▶ _Exercise prompt_:
Leaving the images aside, transcribe all the data below exactly.

▶ _The data_:
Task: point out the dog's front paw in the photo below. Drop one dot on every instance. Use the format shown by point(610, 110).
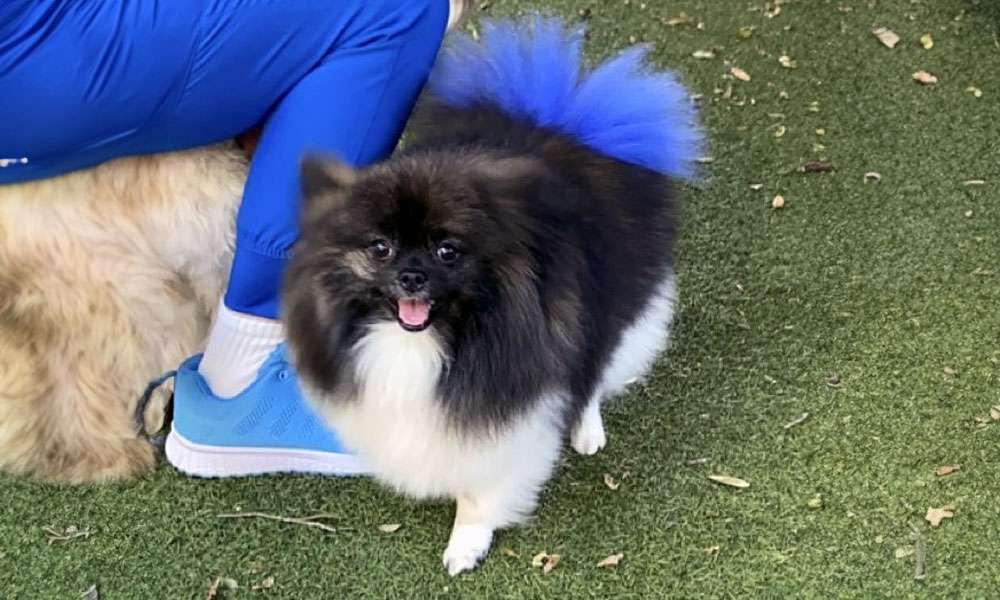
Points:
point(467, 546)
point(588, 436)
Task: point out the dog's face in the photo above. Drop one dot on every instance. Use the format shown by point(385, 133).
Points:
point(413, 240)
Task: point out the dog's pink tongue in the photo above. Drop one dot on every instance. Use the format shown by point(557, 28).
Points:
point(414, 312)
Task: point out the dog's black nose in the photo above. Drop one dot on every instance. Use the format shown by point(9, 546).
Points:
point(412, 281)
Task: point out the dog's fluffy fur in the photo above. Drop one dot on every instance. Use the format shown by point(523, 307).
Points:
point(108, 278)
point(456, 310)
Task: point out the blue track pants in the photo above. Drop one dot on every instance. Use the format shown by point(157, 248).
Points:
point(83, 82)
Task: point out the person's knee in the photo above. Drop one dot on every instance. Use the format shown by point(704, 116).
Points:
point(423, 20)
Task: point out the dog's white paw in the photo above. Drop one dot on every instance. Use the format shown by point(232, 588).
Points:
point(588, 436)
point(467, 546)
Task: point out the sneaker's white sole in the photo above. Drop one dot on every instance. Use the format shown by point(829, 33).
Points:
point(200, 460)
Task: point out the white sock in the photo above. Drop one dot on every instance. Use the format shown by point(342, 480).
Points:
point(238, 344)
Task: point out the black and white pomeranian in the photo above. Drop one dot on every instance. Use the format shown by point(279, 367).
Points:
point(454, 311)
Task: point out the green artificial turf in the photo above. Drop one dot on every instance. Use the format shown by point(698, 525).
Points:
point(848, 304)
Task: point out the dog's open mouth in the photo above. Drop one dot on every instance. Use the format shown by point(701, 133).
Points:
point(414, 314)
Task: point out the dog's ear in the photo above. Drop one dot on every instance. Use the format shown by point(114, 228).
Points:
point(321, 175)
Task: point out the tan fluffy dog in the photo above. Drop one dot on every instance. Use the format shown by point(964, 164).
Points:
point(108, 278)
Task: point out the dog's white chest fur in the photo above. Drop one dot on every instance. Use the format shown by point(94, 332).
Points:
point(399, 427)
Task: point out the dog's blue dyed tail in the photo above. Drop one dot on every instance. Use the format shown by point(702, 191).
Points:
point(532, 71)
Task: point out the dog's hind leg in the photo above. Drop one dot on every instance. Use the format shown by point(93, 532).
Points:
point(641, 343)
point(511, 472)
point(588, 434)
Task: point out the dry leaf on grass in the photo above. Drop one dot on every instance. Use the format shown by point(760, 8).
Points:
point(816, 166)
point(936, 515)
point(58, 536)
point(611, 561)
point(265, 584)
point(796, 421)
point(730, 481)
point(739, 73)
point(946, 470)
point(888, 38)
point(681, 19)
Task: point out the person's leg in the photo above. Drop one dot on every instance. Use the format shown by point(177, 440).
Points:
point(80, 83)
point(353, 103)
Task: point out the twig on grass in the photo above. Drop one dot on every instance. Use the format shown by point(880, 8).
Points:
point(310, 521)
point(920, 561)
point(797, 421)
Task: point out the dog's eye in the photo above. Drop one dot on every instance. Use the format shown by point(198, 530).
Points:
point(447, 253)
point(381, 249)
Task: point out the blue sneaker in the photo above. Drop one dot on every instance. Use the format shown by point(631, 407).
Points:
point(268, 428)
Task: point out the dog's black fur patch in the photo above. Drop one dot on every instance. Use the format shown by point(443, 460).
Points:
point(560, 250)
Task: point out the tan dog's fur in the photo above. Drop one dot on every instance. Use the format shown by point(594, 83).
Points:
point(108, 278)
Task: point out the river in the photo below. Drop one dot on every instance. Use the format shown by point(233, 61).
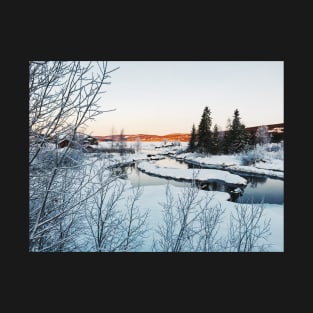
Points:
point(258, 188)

▶ _Answer area_:
Task: point out the dog's front paw in the photo below. Drop one dot on every instance. Use the format shown by point(610, 110).
Points:
point(467, 546)
point(588, 436)
Task: point out the dog's face in the photo above. Drop one dot on every instance. Use the format shown by point(385, 133).
Points:
point(413, 240)
Task: point out the dog's pink tongue in the photo above. Drop one dot on every instance. Use the format shown by point(557, 28).
Points:
point(414, 312)
Task: point out the dog's black nose in the photo above. Drop one dot on every instance. Use the format shown by point(9, 546).
Points:
point(412, 281)
Task: point out the dog's fluffy fur in the photo above. Drop one dot on every instance. Use the format shown by point(523, 307).
Points:
point(108, 278)
point(456, 310)
Task: point out the blue track pants in the photo above. Drop one dot on every instance. Use the format shown by point(157, 248).
Points:
point(83, 82)
Task: point out the person's knee in the photo above. Drop one dot on every instance. Use the format shown by point(704, 116).
Points:
point(423, 20)
Task: point out the dog's white paw in the photo above. Drop one dot on every instance. Use the format shown by point(232, 588).
Points:
point(588, 436)
point(467, 546)
Task: point out the sneaker's white sole in the photo above. Drop one dot on every instance. Use the format shown by point(829, 33).
Points:
point(200, 460)
Task: point out the white sock in the photo above. Drop one dot on every instance. Use the format shown by point(342, 480).
Points:
point(238, 344)
Task: point out the black and white pomeranian in the photo above. Drop one dot on every instance. Use the format shown by point(279, 367).
Points:
point(454, 311)
Task: point out the green artificial turf in the photo above. Drop one dot on every instance. Use the format shown by point(698, 525).
Points:
point(848, 304)
Task: point out the dog's open mouth in the photo above. Drop one dot on every instance. Use the format shown by point(701, 133).
Points:
point(414, 314)
Task: point out the dog's ear in the photo above. Drop one dot on every instance. Use the format shown by point(114, 228).
Points:
point(321, 175)
Task: point out the tan fluffy dog in the photo above. Drop one dot on every instance. Use the format shown by point(964, 164).
Points:
point(108, 278)
Task: point out the dog's white chest fur in the photo above. Drop one dot on every instance. Use the format shown by point(94, 332).
Points:
point(399, 427)
Task: point out the dog's blue dyed tail in the photo above. Drop one dot on every instance. Use the format shown by point(702, 191).
Points:
point(532, 71)
Task: point out the dog's hind leg in the photo above. Drop one dot on every instance. Use the format shown by point(93, 532).
Points:
point(641, 343)
point(511, 472)
point(588, 434)
Task: point out the dry leaf on grass in the photo above. Drop one dot on every instance. Use the format shown by point(760, 8).
Points:
point(816, 166)
point(936, 515)
point(58, 536)
point(611, 561)
point(265, 584)
point(796, 421)
point(730, 481)
point(739, 73)
point(946, 470)
point(888, 38)
point(681, 19)
Task: point out the person's leg in the photo above. Drop one dot on every instance. Use the format shown by point(177, 440).
Points:
point(80, 83)
point(353, 103)
Task: point out the twig on grass in the photo above. Drop one dot on every instance. Use the format shown by point(880, 8).
Points:
point(310, 521)
point(920, 561)
point(797, 421)
Task: point out the dog's eye in the photo above. Drop one dot on every instance. Use the format shown by point(198, 530).
Points:
point(447, 253)
point(381, 249)
Task: point out the blue sneaker in the photo above. Drop one dot on every instance. Use the format shown by point(631, 407).
Points:
point(268, 428)
Task: point out the dog's black fur patch in the photo above. Drop one dot on every instance. Use the format shown by point(443, 460).
Points:
point(560, 250)
Task: point out the tan dog's fur in the photo above. Drop one dot on every instance. Use the format shown by point(594, 83).
Points:
point(108, 278)
Task: point out the river in the photo below. Drop one dot on every instance. Use the format shown by point(233, 61).
Points:
point(258, 188)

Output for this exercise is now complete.